### PASSAGE SHOWN:
** BEGIN **

BTW, I like the 4chanish direction, What a way to attract the emo crowds. Danwei: Way to promote a harmonious society like that, bringing together the regular danwei China-study-journalist-weirdos with the freaks-of-society. Green Dam is doing it's job.
Well shits, I'd want the green dam girl to "screen" me. ;-)
绿坝娘,屁股翘,
痛搞 XP girl 放声叫:
(XP)“没有,没有,我没有!”
(绿) “俺要,俺要,俺就要!!”
(横批)- 谁让你闹?
Are PC sellers required to pre-install Green Dam, or to just ship the software, on a CD, with computers? I thought the latter to be true.
Iain: All mainland PC sellers have to pre-install the software after July 1. CDs are for second-time installations and similar.
在我们眼里你们这种小老百姓统称未成年人
要什么网?要啥自行车?
知道那么多干什么?
I am sorry, but such a stupid software will be preinstal before we get our product
And no surprise to learn it was stolen software in the first place: link
The CCP backs down! link
Given the high level of technical competence and intensity of the opposition it's likely the authorities will be hoisted with their own petard.
Um, your "required to install" statement is incorrect. PC makers are asked to bundle Green Dam on PC, and end users are under no obligation to install or run it.
Please see page 2 paragraph 2 of the 5/19 MIIB announcement on Rconversation, and this subsquent interview stating to the effect:
link
Appearantly there is difference between “preinstall/bundle/预装”and “install/安装” in Chinese, and “preinstall” is not in the sense bundling.
“按照预装绿色过滤软件通知的要求,这款软件预装在电脑的硬盘或者随机的光盘中,要发挥作用还需按照安装程序进行激活” - according to the requirements in green filter software notification, the [setup] software is bundled on computer hard drive or CD, to activate it still require following the setup program.
There, Green Dam setup has to be avalable on hard drive or CD, not the filter application itself. And end users are not required to install it or run it.
Charles Liu, the interview you cite is not with anyone from MIIT, which is ultimately responsible for the memo it issued.
There are competing interpretations of that particular paragraph in the Chinese media, and to this point an MIIT official has only seen fit to make a clarification (a) anonymously, and (b) to the official English-language media.
The line in question reads
二、“绿坝-花季护航”软件应预装在计算机硬盘或随机光盘内,且在恢复分区和恢复光盘中作为备份文件。
2. The Green Dam-Youth Escort software should be pre-installed on the computer's hard drive or on disc, and a back-up copy must be kept on a recovery partition and recovery disk.

** END **

### THE TASKS:
**1.** According to the Green Dam discussion, after what date must all mainland PC sellers pre-install the software?
**2.** Write the next part of the Green Dam discussion, picking up after its final line.

Collected data entries:
** BEGIN **

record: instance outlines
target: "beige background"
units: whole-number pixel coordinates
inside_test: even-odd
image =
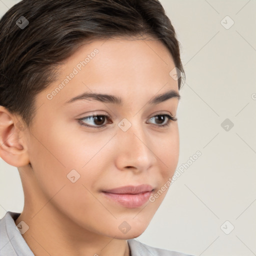
[[[18,2],[0,0],[1,16]],[[202,156],[188,162],[137,239],[195,256],[256,255],[256,1],[160,2],[186,76],[177,168]],[[24,196],[17,169],[0,159],[0,218],[21,212]]]

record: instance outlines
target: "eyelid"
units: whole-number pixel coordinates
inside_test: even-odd
[[[178,120],[178,118],[174,116],[172,114],[164,114],[164,113],[162,113],[162,112],[161,112],[161,113],[158,113],[158,114],[154,114],[153,116],[152,116],[151,117],[149,118],[148,118],[148,120],[150,120],[151,118],[154,118],[154,117],[156,117],[157,116],[166,116],[166,118],[168,118],[168,122],[166,124],[152,124],[153,126],[156,126],[156,127],[158,128],[166,128],[166,126],[169,126],[170,124],[170,122],[175,122],[175,121],[176,121]],[[94,116],[106,116],[106,119],[108,120],[109,120],[110,118],[111,118],[111,117],[108,115],[108,114],[91,114],[90,116],[84,116],[84,118],[79,118],[78,119],[78,122],[79,122],[79,124],[82,125],[82,126],[85,126],[86,127],[88,127],[88,128],[96,128],[96,129],[98,129],[98,130],[100,130],[101,128],[105,128],[106,126],[106,124],[103,124],[103,125],[102,125],[102,126],[90,126],[90,125],[88,125],[88,124],[86,124],[84,122],[82,122],[82,120],[84,120],[84,119],[86,119],[86,118],[93,118],[93,117],[94,117]],[[112,124],[113,122],[110,122],[110,124]],[[110,122],[108,122],[108,124],[110,124]],[[148,124],[147,122],[147,124]]]

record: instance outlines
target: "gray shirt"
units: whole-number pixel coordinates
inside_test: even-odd
[[[0,256],[34,256],[14,221],[20,214],[7,212],[0,220]],[[127,240],[132,256],[192,256],[154,248],[135,239]]]

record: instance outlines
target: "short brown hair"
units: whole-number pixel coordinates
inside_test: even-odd
[[[16,24],[21,16],[29,22],[24,29]],[[55,80],[58,64],[83,42],[146,34],[170,50],[183,74],[180,90],[184,72],[179,42],[158,0],[23,0],[0,20],[0,105],[28,126],[36,96]]]

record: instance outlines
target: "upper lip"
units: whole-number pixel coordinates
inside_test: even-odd
[[[112,190],[104,190],[103,192],[115,194],[138,194],[144,192],[150,192],[153,190],[152,186],[148,184],[142,184],[138,186],[124,186]]]

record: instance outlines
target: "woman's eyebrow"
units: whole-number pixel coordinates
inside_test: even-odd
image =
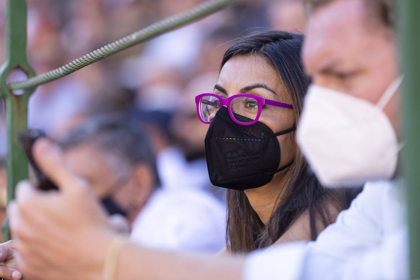
[[[277,95],[277,94],[276,92],[275,92],[273,89],[271,89],[269,87],[268,87],[268,86],[267,86],[265,84],[252,84],[249,86],[247,86],[243,87],[239,91],[239,93],[242,93],[242,94],[246,93],[247,92],[249,91],[251,89],[257,89],[258,88],[262,88],[263,89],[265,89],[267,90],[269,90],[271,92]]]
[[[216,84],[214,85],[214,88],[213,89],[217,89],[219,92],[223,92],[226,95],[228,95],[228,92],[226,91],[226,90],[223,88],[221,86],[218,84]]]

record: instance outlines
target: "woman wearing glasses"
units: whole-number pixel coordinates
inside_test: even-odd
[[[213,93],[196,97],[209,175],[227,188],[228,250],[314,240],[347,208],[354,191],[324,188],[299,152],[294,131],[310,81],[303,36],[252,34],[226,51]]]
[[[275,31],[240,39],[223,57],[214,92],[197,97],[199,116],[210,124],[205,142],[211,181],[229,189],[231,252],[314,239],[355,195],[323,188],[295,142],[309,83],[300,59],[302,40]],[[19,207],[12,203],[8,209],[18,241],[0,246],[4,266],[21,268],[21,256],[24,272],[55,280],[241,277],[247,264],[241,256],[169,252],[121,239],[59,149],[40,139],[34,150],[60,191],[47,195],[24,182],[18,187]],[[34,229],[41,228],[41,233]],[[0,277],[20,279],[20,272],[4,266]]]

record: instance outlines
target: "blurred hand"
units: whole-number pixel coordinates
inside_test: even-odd
[[[0,277],[6,280],[22,279],[21,273],[16,270],[18,268],[15,243],[13,240],[10,240],[0,245]]]
[[[103,210],[87,183],[65,166],[55,145],[40,139],[33,153],[59,190],[39,191],[27,181],[18,184],[16,201],[8,209],[16,267],[25,275],[45,280],[100,280],[115,234]]]

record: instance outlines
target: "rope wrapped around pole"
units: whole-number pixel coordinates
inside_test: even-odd
[[[221,9],[234,0],[209,0],[186,12],[159,21],[124,38],[108,44],[59,68],[8,84],[11,90],[28,89],[64,77],[104,58],[156,37]]]

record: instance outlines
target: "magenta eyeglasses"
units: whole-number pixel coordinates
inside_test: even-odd
[[[223,98],[214,93],[203,93],[195,97],[195,103],[197,104],[198,117],[200,120],[205,123],[211,123],[216,112],[224,105],[228,107],[229,115],[232,120],[238,124],[244,126],[249,126],[257,122],[262,106],[265,104],[293,109],[293,106],[291,104],[247,94],[235,94],[227,98]],[[235,118],[235,114],[248,118],[249,122],[239,121]]]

** END **

### EXPECTED ANSWERS:
**1.** After July 1.

**2.**
How to pre-install onto a disc may be part of the source of the confusion. It could be bundled only, or it could be installed and operating, but it's far from as clear-cut as you make it seem, and for whatever reason, MIIT has chosen not to clarify the situation.
That translation from CDT is incorrect:
1) Page 2 para 2) the 18th word "或/or" was translted as "and", changing it's meaning 180 degrees.
2) As you've noticed, para 2) makes no sense (how do you preinstall on CD?) Now read "bundle" then it makes perfect sense. Reasonable read also shows the recovery partition applies to hard drive scenario only.
In addition to the interview I cited, there were other official statement to the effect.
Joel, if you want more citations from the government, there are plenty: link
"绿坝花季护航软件非强制安装可随意卸载" - Green Dam Youth Chaperon not madate install, can be removed at will"
So, here's how I would translate page 2 para 2) of the announcement:
二、“绿坝-花季护航”软件应预装在计算机硬盘或随机光盘内,且在恢复分区和恢复光盘中作为备份文件。
2, "Green Dam-Youth Chaperon" software should bundle on computer hard drive or in accompanying CD, as well as backs on recovery partition and recovery disk.
At no point was there any madate for end user to install or run this software. Even if parents choose to run Green Dam, they can turnn it off for themselves.
I think that's a fair re-interpretation of that line, Charles Liu. My issue is not with the interpretation itself — perhaps the MIIT did initially intend to mandate bundling only. Instead, it's with the suggestion that interpreting the memo to mean that actual installation is mandatory is somehow the result of "anti-sinoism."
An article you cited as evidence elsewhere suggests, "because the MIIT memo used the word "pre-install" (预装), in line with the usual interpretation of the word, the media generally believed that installing the software onto computers was compulsory."
Perhaps the usual interpretation is incorrect; MIIT has not made that clear yet. Until that happens, it's ridiculous to suggest that the people reading it that way are motivated by anti-China or anti-government sentiment.
我只是羊驼而已……那句好囧
神兽大爱啊
Joel, did you see this MIIT offical quote I cited elsewhere? link
据新华社电 昨日,工信部有关负责人说...
According to Xinhua wire yesterday [6/10], relevant leader in MIIT said...
并可由用户自行选择安装与否,同时对用户上网行为不进行任何监控,也不搜集任何用户信息。
also allowing users to freely choose installation or not, at the same time user's online activity will not be monitoryed, with no user data collected.
The “end user can freely choose to install or not” quote from MIIB offical shows they are asking for the install to be bundled.
The Xinhua report is here. Good find, a statement to the Chinese media. However, particularly since the Duanwu fuel price debacle, people are understandably wary of reassurances by unnamed ministry "responsible persons."
Also note that the very next day, a China News report (from the other big state-owned news agency) answered the question of whether Green Dam was compulsory with three pieces of evidence: (1) the unnamed MIIT source saying "users can choose whether or not to install it," (2) a People's Daily article saying that installing the software was not compulsory, and (3) the software company GM saying that users "can uninstall it if they choose."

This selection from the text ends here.